Objective -
Reproduce the part of the records that opens with the line containing "mark the red bowl | one pin per instance." and continues through the end of the records, keeping the requests and multiplying every point coordinate in the answers by 0.75, rounded to whole numbers with halves rounded up. Provide that part alone.

Stored rows -
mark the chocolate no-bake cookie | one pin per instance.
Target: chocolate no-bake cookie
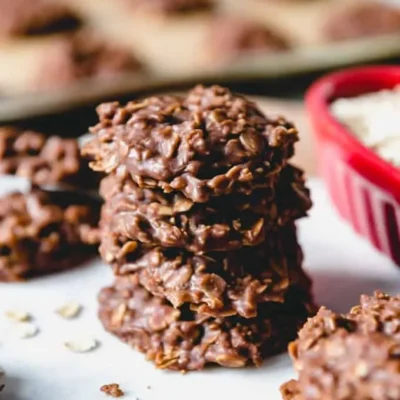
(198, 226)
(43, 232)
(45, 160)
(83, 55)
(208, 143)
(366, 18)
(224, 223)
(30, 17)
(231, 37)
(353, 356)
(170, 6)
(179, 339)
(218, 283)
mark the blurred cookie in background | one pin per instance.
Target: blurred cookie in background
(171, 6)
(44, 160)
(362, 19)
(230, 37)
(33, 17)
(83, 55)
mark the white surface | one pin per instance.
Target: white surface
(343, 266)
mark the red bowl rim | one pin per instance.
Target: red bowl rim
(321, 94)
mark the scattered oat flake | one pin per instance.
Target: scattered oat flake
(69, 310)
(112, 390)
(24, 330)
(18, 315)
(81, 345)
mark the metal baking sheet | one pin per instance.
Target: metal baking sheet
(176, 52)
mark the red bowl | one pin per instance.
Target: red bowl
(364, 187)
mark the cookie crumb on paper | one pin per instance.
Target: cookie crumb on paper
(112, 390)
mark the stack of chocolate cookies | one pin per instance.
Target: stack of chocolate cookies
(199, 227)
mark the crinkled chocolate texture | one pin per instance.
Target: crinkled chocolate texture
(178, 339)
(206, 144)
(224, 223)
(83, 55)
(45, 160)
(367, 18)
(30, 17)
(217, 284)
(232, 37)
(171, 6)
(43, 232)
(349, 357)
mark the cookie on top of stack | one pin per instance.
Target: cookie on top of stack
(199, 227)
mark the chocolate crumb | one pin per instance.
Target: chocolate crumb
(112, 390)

Solution to this exercise -
mark the red bowl | one pin per instance.
Target: red bowl
(273, 140)
mark the cookie crumb on paper | one pin per instance.
Target: cookie crumb on paper
(84, 293)
mark the stack of chocolate cookies | one pin per instance.
Target: stack of chocolate cookies
(149, 170)
mark the crinkled chocolate texture | one pin per instance.
Target: crinkled chocolate texture
(134, 254)
(155, 108)
(168, 167)
(62, 41)
(34, 120)
(275, 14)
(23, 13)
(163, 213)
(174, 28)
(128, 5)
(32, 174)
(262, 268)
mark the cookie on top of stack | one pin per instance.
Target: cookie on top of stack
(149, 170)
mark the chocolate crumb | one pin per instance.
Target: chocolate crumb
(84, 293)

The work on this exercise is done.